_Instructions to follow_
In the records below, begin at the line containing "identify the bush" and end at the line containing "identify the shed"; quote every line in that span exactly, including both boundary lines, and no others.

_Provided material_
^^^^

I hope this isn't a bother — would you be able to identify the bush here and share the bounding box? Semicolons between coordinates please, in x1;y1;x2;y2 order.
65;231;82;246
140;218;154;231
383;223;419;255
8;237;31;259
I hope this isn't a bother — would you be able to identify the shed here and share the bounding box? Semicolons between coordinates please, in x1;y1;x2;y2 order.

^^^^

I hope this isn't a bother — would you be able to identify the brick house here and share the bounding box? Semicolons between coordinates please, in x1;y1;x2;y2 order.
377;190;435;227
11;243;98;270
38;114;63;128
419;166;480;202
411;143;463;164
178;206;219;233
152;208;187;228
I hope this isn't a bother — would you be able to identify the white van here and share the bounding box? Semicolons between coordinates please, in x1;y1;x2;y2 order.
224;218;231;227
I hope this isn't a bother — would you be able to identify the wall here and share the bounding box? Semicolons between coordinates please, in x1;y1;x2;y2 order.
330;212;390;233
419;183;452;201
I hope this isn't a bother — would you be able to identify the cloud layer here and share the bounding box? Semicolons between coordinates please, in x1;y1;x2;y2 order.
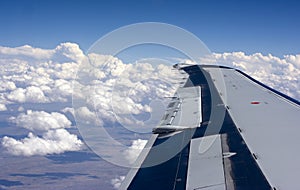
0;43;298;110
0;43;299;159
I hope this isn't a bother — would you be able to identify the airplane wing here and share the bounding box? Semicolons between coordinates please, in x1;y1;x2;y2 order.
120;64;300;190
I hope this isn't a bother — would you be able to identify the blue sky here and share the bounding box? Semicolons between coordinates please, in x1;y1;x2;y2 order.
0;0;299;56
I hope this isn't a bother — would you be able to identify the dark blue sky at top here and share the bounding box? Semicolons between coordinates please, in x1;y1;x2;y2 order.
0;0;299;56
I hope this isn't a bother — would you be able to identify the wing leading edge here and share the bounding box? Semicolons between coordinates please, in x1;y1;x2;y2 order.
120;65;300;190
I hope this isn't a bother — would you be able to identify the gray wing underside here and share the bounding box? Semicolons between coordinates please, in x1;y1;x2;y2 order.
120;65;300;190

^^^^

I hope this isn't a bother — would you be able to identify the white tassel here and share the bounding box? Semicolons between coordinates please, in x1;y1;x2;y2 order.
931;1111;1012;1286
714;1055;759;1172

^^^^

_Reply to the task_
I hope this isn't a bother — would you be able to identify the bush here and share the bounding box? Semicolons between coordinates please, in x1;y1;x2;y2 order.
65;231;82;246
140;218;154;231
383;223;419;255
8;237;31;259
I hope this isn't a bother — would you be able to identify the shed here and share the bounding box? Semicolons between coordinates please, in x1;y1;x2;y2 order.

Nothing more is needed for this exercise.